What is being asked:
Answer these questions from the yoga article.
1. Which city is Dr. Usha Sundarum from?
2. Where did the midsummer five-hour session take place?
3. Which condition does Mariellen Rich have?

Exercise passage:
A stretch to serenity

Whether people take up yoga for pain management, fitness or stress relief, they often find spiritual benefits as well, instructors say.
Yoga has made it to the mainstream. Across the nation and in the Mahoning Valley, yoga classes are offered at fitness clubs, health centers, churches and public parks. Many participants initially seek a combination of physical fitness or relief from stress or pain.
Dr. Usha Sundarum, a yoga expert from Bangalore, India, attributes the surge in interest in the ancient practice to a rise in uncertainty in personal and professional matters and in world events.
"There is a sudden awakening of people who want answers. People might come into yoga because of the physical practice, but they are going to leave a session with much more," she said during a visit to conduct yoga seminars in the area.
Uncertainty is everywhere, she said. "That is always a prelude for an interest in consciousness," noted the psychiatrist, who combines her medical knowledge with years of spiritual study.
"Stability will never be on the outside because the world is constantly changing. It is only your inside that can give you that stability. I think that's why corporate people have found yoga useful. When you have that inner stability, you can go out and be more productive. Whatever you do becomes more efficient because you see the larger picture," she said.
Session: Recently, Dr. Sundarum conducted a midsummer evening five-hour session for more than 40 students gathered at Mill Creek Park's Pioneer Pavilion.
Dr. Sundarum led the group through guided meditation and an informal lecture. She then directed the physical movements and postures of the sun salutation to demonstrate breathing and chanting techniques.
The evening ended with chanting and a walking mediation in the gardens surrounding the pavilion.
"I talk about not just doing the practice as a mechanical thing, but to use it to go into yourself to understand yourself. Otherwise, what value is it?" she asked.
Dr. Sundarum explained the different levels of consciousness that can occur when practicing yoga:
"There is one thing about living with stress. It is another thing about living with stress and doing well. The third level is being able to de-stress after you go through the stress. "The fourth level is to be constantly de-stressed so that nothing bothers you. And the fifth level is to see beforehand when stress is likely to happen and allow your self to relax before stress occurs," she explained.
"It's knowing the whole situation. You look and see the whole pattern," she added.
Path to teaching: Mariellen Rich of Hillsville, Pa., suffers from fibromyalgia. She learned from a class several years ago with Dr. Sundarum how to meditate and to release tensions and stress.
"I really connected with what Usha said," she noted. She became a certified yoga instructor and specializes in classes for children and those with chronic pain.
"If people come to class for physical reasons, they realize afterwards that they have connected with their spirit somewhere along the line. It's not a religion; it's their spirit within. The practice increases whatever their spiritual beliefs are. It helps them heal inside themselves," said Rich, who has taught at Villa Maria Educational Center, the Ursuline Mother House and several churches.

(Stored data entries)

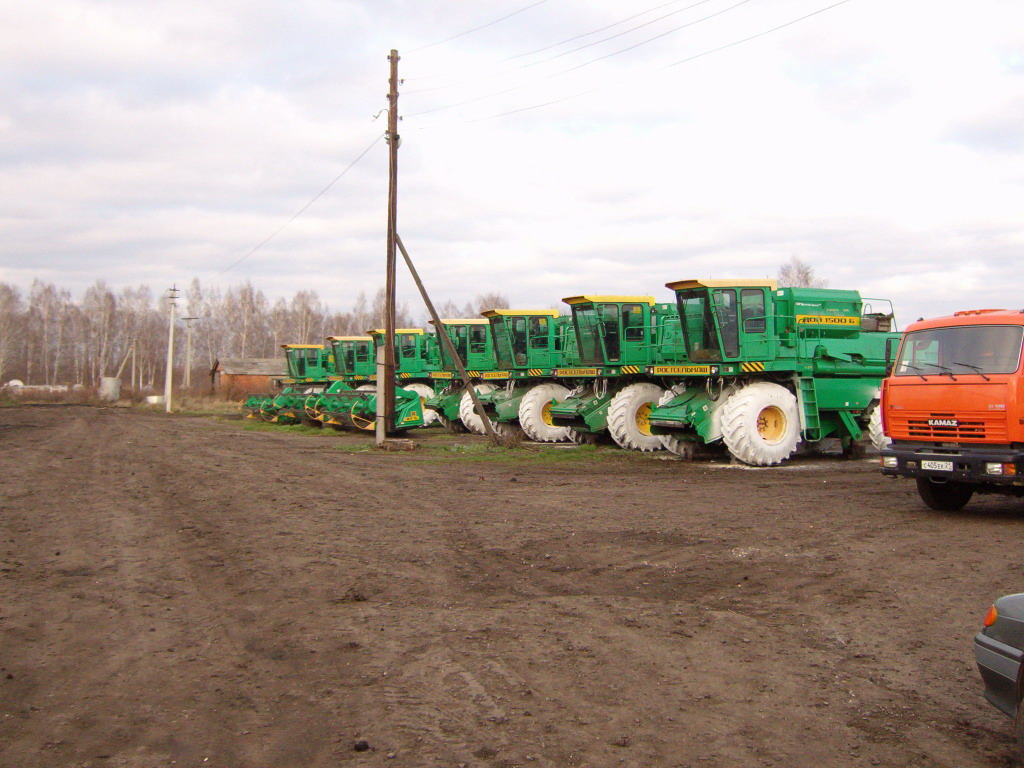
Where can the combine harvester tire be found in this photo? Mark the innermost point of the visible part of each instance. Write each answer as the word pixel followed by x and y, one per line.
pixel 761 424
pixel 628 417
pixel 535 414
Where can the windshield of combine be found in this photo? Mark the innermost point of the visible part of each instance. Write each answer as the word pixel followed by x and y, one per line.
pixel 585 318
pixel 698 328
pixel 458 336
pixel 966 349
pixel 503 342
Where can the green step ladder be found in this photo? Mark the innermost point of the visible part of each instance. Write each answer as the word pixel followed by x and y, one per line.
pixel 808 400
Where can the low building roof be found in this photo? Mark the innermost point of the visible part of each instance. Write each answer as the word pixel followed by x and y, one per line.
pixel 251 366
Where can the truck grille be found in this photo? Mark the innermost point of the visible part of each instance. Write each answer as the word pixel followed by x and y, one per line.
pixel 946 427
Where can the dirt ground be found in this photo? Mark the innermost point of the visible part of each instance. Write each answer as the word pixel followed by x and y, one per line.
pixel 186 591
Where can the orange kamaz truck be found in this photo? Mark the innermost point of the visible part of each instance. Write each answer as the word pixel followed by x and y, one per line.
pixel 953 408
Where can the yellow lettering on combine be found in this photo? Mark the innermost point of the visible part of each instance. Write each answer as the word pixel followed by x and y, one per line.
pixel 826 320
pixel 682 370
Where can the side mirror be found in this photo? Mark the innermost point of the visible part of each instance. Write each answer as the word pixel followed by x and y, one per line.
pixel 889 356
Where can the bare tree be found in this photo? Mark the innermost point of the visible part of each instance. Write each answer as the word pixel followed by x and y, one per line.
pixel 10 327
pixel 798 273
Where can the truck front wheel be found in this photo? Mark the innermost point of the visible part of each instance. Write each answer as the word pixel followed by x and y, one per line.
pixel 944 497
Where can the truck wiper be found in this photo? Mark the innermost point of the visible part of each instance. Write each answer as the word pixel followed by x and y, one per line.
pixel 914 368
pixel 975 369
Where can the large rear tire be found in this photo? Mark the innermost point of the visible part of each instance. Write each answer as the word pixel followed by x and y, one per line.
pixel 875 432
pixel 761 424
pixel 535 414
pixel 468 414
pixel 944 497
pixel 425 392
pixel 628 417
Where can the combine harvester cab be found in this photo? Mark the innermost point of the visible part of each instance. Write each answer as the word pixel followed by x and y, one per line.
pixel 351 400
pixel 529 346
pixel 309 367
pixel 770 369
pixel 617 340
pixel 473 345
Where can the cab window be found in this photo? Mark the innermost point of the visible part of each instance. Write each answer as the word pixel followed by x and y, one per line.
pixel 752 309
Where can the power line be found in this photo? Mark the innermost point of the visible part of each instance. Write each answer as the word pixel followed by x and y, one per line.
pixel 477 29
pixel 573 50
pixel 663 69
pixel 581 66
pixel 549 47
pixel 303 209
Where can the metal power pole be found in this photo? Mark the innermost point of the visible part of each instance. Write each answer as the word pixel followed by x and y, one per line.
pixel 169 377
pixel 187 376
pixel 385 388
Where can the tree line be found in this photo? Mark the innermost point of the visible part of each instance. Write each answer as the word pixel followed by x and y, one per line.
pixel 47 337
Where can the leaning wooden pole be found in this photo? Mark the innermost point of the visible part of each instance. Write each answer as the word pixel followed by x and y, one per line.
pixel 449 346
pixel 385 388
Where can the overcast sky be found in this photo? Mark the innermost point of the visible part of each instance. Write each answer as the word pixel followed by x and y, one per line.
pixel 882 141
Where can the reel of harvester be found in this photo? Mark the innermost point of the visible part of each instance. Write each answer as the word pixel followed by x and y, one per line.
pixel 356 409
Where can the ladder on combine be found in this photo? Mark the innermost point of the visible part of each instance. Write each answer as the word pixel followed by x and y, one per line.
pixel 809 417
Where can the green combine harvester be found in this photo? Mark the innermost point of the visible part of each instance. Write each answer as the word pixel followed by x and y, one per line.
pixel 617 339
pixel 769 369
pixel 309 368
pixel 529 345
pixel 474 346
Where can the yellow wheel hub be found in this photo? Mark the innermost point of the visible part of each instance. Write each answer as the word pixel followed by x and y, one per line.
pixel 642 418
pixel 771 424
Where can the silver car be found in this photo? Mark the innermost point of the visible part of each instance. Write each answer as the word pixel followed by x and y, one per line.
pixel 998 649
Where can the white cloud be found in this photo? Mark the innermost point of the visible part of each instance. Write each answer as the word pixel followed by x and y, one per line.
pixel 153 141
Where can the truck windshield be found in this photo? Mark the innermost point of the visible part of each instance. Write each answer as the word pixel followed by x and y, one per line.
pixel 964 349
pixel 698 328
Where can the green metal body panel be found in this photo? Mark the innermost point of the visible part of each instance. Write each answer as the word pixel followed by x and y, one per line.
pixel 814 341
pixel 585 413
pixel 354 358
pixel 615 344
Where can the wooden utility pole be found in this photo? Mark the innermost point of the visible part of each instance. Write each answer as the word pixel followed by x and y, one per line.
pixel 385 389
pixel 169 376
pixel 187 376
pixel 446 343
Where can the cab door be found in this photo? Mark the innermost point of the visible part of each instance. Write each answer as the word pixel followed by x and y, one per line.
pixel 754 325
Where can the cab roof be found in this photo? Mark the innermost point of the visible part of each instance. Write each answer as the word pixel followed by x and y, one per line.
pixel 681 285
pixel 648 300
pixel 519 312
pixel 972 317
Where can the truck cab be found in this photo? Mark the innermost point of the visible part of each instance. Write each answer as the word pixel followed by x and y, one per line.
pixel 953 407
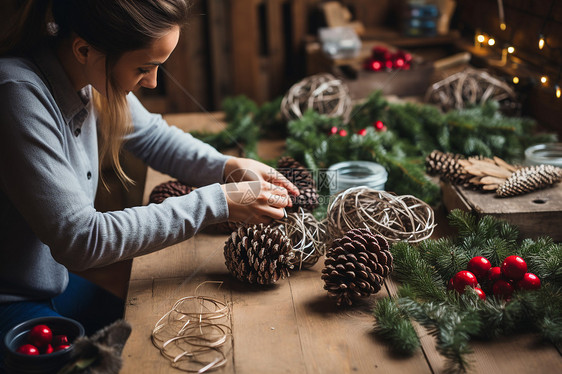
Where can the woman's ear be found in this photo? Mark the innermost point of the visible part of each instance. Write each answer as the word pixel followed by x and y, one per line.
pixel 80 49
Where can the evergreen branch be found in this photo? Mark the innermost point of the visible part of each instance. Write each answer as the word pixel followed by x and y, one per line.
pixel 394 326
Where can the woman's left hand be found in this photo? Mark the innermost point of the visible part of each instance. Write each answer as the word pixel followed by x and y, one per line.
pixel 239 169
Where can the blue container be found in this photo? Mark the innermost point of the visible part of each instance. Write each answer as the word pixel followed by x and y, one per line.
pixel 17 363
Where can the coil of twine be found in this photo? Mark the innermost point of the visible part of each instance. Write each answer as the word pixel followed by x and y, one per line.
pixel 397 218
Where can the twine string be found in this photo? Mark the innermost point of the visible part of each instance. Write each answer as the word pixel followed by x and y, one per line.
pixel 397 218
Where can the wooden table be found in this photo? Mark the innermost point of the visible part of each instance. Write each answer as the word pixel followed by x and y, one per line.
pixel 291 327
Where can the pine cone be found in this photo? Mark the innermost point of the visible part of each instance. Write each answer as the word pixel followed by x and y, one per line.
pixel 446 165
pixel 168 189
pixel 303 180
pixel 356 265
pixel 529 179
pixel 258 254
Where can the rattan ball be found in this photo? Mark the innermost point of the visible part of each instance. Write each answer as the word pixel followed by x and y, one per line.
pixel 322 93
pixel 397 218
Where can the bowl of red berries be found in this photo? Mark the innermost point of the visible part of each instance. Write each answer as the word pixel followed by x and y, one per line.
pixel 41 345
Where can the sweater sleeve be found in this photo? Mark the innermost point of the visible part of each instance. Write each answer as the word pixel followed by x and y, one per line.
pixel 172 151
pixel 40 180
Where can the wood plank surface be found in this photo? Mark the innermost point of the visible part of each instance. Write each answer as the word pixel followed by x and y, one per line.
pixel 537 213
pixel 292 326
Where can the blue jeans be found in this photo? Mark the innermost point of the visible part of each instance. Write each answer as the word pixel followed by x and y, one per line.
pixel 83 301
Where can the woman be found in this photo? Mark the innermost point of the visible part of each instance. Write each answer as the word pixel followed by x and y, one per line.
pixel 66 81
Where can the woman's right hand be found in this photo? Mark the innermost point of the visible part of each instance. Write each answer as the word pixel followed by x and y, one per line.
pixel 255 202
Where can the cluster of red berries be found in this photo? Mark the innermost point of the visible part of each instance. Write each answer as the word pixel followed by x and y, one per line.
pixel 502 280
pixel 378 126
pixel 40 340
pixel 382 59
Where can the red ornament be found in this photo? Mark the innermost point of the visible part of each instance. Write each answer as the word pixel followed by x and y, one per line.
pixel 378 125
pixel 48 349
pixel 479 266
pixel 60 340
pixel 494 274
pixel 40 336
pixel 28 349
pixel 61 347
pixel 502 289
pixel 481 294
pixel 529 282
pixel 462 279
pixel 514 267
pixel 375 65
pixel 450 285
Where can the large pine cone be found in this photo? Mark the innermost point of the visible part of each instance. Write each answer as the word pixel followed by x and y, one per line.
pixel 529 179
pixel 356 265
pixel 258 254
pixel 176 188
pixel 303 180
pixel 446 165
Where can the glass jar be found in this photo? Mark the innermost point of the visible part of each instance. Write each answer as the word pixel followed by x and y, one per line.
pixel 349 174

Response to the task:
1. Bangalore, India
2. Mill Creek Park's Pioneer Pavilion
3. Fibromyalgia